[Recorded data]
— BEGIN —

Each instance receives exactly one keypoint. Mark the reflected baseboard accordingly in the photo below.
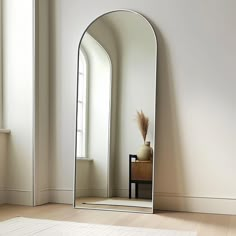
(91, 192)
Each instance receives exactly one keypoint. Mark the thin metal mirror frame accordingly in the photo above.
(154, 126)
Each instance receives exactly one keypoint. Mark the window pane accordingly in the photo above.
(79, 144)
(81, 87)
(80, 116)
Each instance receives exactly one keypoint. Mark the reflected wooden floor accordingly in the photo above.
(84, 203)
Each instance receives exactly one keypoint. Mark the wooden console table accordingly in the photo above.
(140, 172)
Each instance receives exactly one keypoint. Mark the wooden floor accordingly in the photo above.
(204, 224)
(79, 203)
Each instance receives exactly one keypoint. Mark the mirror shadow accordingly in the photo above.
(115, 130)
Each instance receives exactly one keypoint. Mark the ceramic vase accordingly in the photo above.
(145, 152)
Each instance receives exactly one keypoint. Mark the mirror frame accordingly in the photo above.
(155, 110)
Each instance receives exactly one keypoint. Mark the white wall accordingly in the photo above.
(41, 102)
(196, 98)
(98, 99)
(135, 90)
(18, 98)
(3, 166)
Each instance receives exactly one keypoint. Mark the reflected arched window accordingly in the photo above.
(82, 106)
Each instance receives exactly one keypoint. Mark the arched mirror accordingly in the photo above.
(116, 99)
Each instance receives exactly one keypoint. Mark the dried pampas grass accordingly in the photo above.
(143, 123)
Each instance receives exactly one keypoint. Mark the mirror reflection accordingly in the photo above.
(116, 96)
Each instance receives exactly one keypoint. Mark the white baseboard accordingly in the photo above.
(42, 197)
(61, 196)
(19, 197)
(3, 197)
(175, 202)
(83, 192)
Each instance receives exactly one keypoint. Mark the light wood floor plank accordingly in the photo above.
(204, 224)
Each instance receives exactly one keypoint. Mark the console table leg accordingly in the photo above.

— END —

* EXERCISE DETAILS *
Output every line of the data above word for word, leaving out the pictures.

* FINAL RESULT *
Each instance receives exactly one keypoint. Mark the reflected baseboard accordingly in the photo below.
(91, 192)
Each instance receives exactly one keypoint. Mark the thin metal mirror frame accordingly in the photo above.
(154, 126)
Each instance receives exactly one keypoint. Mark the window pane accordingly in the photo above.
(79, 144)
(81, 87)
(80, 116)
Each instance receives exactly one keypoint. Mark the reflected wooden floor accordingly in the photo above.
(84, 203)
Each instance receives exactly one keypoint. Mark the wooden console table accordingly in the photo above.
(140, 172)
Each instance receives exactly one keypoint. Mark the wooden floor accordingly in the photo above.
(204, 224)
(79, 203)
Each instance receives exactly one keypoint. Mark the mirror shadow accordingly in the photo above.
(115, 130)
Each instance receives exactly one keypoint. Mark the ceramic vase accordingly in the photo above.
(145, 152)
Each instance receives exactly one keypoint. Mark the mirror frame accordingly in the photo above.
(155, 110)
Each instance receives exactly one keypoint. Mark the white wall accordingly in the photo above.
(41, 102)
(196, 98)
(98, 99)
(135, 90)
(18, 98)
(3, 166)
Each instance receives exactly one keypoint. Mark the reflected arched window accordingly in the photo above.
(82, 106)
Each instance receives exactly one keypoint. Mark the arched mirror accordingly in the photo above.
(116, 99)
Each instance receives exactly one keypoint. Mark the dried pampas grass accordingly in the photo above.
(143, 123)
Each instance receives exactly one keypoint. Mark the mirror reflection accordingly in the photo above.
(116, 96)
Each instance receives exactly one keypoint. Mark the white baseboard accordingly in the photo above.
(42, 197)
(61, 196)
(19, 197)
(3, 197)
(175, 202)
(83, 192)
Each instance receives exactly one keypoint. Mark the light wood floor plank accordingly in the photo above.
(204, 224)
Each instance receives exactly one keypoint. Mark the console table leg accordingly in the photo above.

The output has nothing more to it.